Given problem 1 » Reproduce the passage of the FATF risk-assessment article between "In February 2012" and "their coming evaluations.", inclusive.
Given problem 2 » According to the FATF risk-assessment article, in what month and year did FATF produce its Guidance on National Money Laundering and Terrorist Financing Risk Assessment?

Source text »
%%
Does your country have one?

FATF requirement to produce a National Money Laundering and Terrorist Financing Assessment:

Read the article in the Cayman Financial Review Magazine 

In February 2012 FATF published its revised International Standards on Combating Money Laundering and the Financing of Terrorism and Proliferation where Recommendation 1 and its Interpretative Notes referred to the need for countries to conduct and produce an assessment of the risks, to update that assessment and to make it available. 

One year later in February 2013 FATF produced Guidance on National Money Laundering and Terrorist Financing Risk Assessment in the expectation that countries will now be at the stage of researching, compiling, and assessing their risks in order to better protect themselves and to demonstrate compliance at their coming evaluations.

I am pleased to see this overdue progress towards a strategic understanding, however the prospect of producing a National Risk Assessment (NRA) is worrying many, probably most, countries to a standstill.

The most frequent concerns run something like this: ‘we don’t have the information ….without data how can we quantify how much is laundered….if we can’t do that then how can we calculate the risk…if we can’t do that then …etc etc..’ until nothing is done. Some are justifying their inaction by waiting for others to make the first move – to see if a template or a benchmark standard emerges.
%%
Provided information »
%%
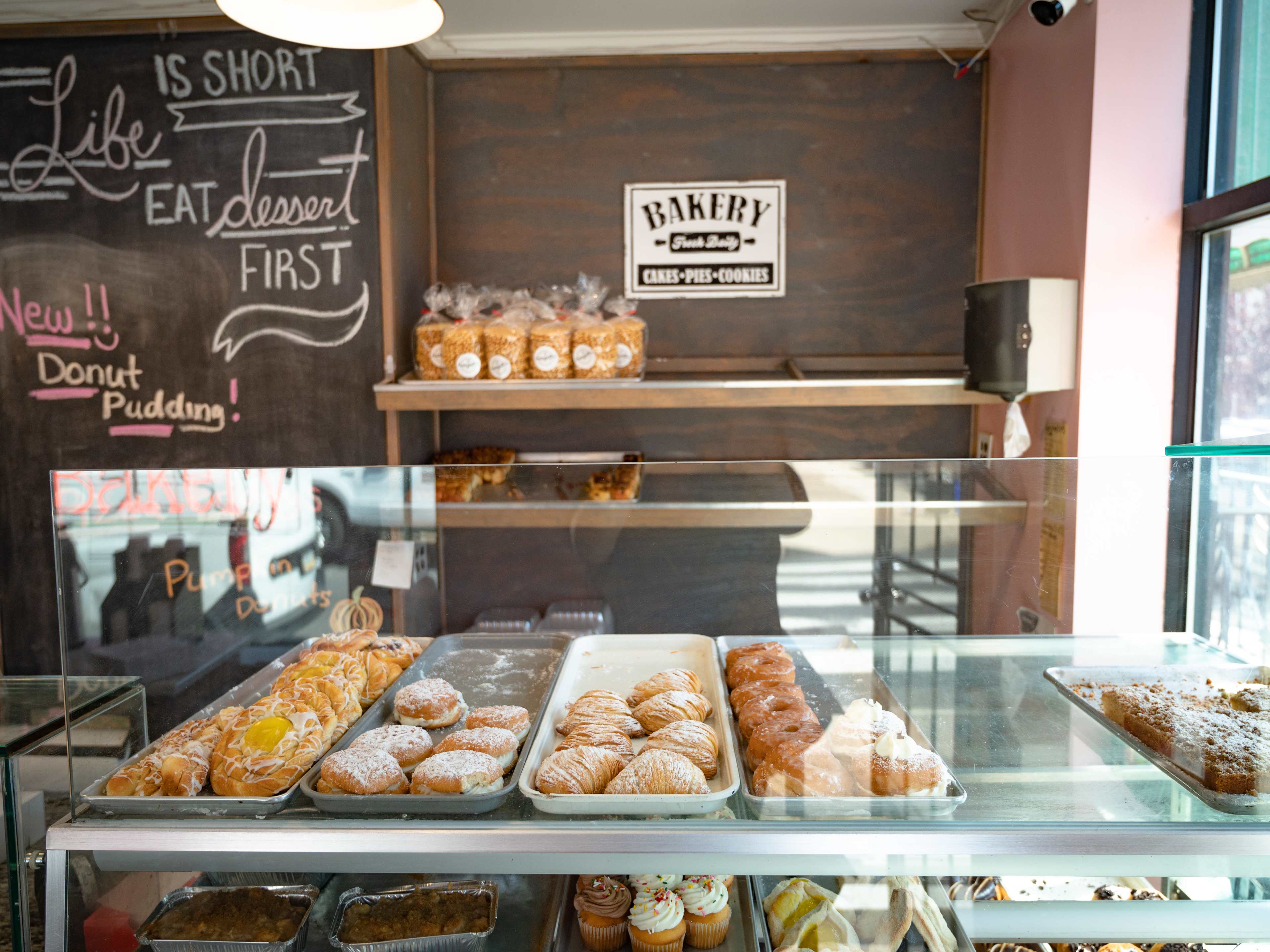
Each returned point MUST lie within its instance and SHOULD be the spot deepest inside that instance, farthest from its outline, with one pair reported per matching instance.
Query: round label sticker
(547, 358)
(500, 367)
%%
%%
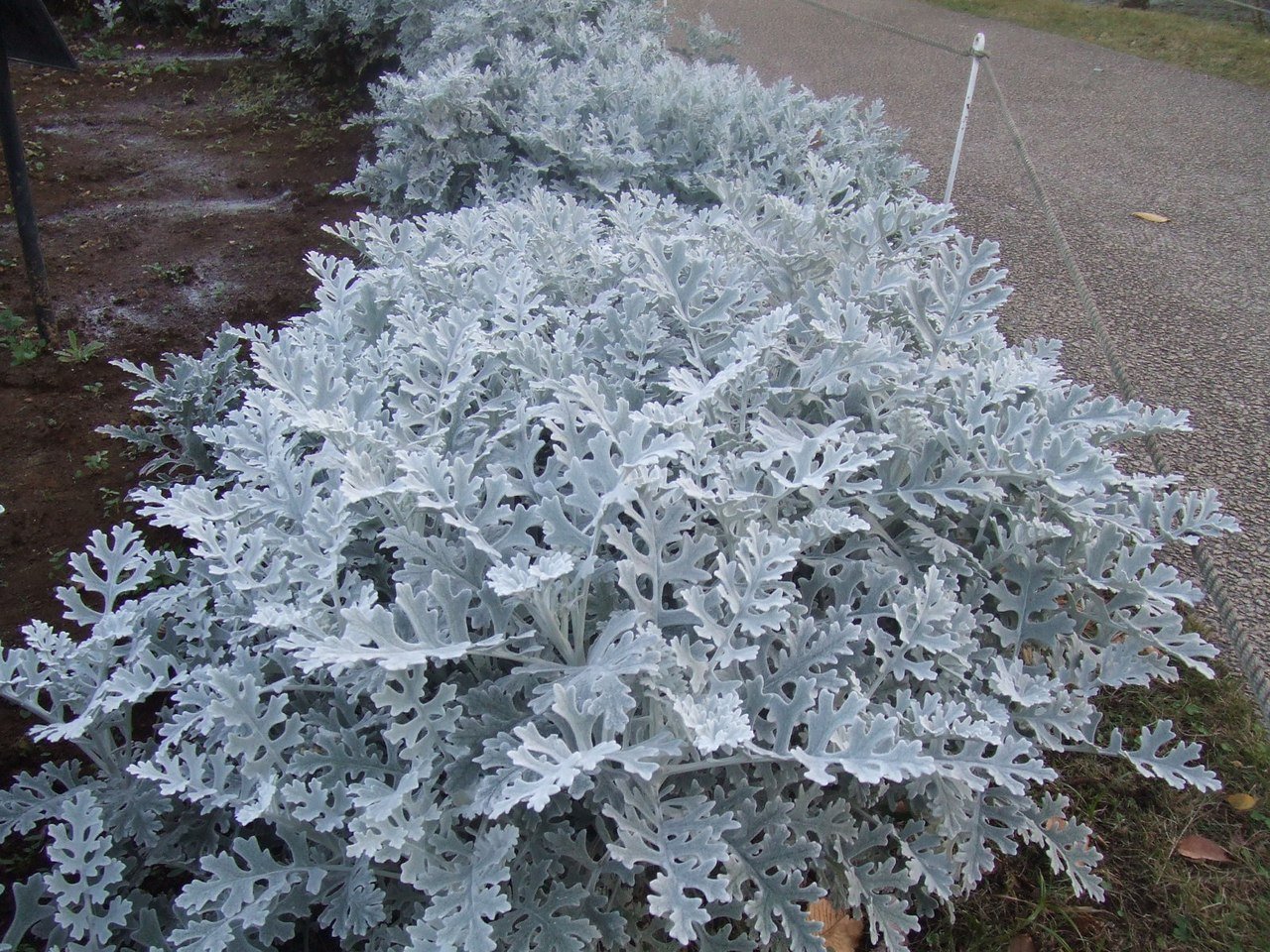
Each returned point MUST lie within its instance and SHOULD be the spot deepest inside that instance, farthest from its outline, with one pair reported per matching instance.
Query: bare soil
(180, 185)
%%
Exercise response 1 »
In February 2012 FATF published its revised International Standards on Combating Money Laundering and the Financing of Terrorism and Proliferation where Recommendation 1 and its Interpretative Notes referred to the need for countries to conduct and produce an assessment of the risks, to update that assessment and to make it available. 

One year later in February 2013 FATF produced Guidance on National Money Laundering and Terrorist Financing Risk Assessment in the expectation that countries will now be at the stage of researching, compiling, and assessing their risks in order to better protect themselves and to demonstrate compliance at their coming evaluations.

Exercise response 2 » February 2013.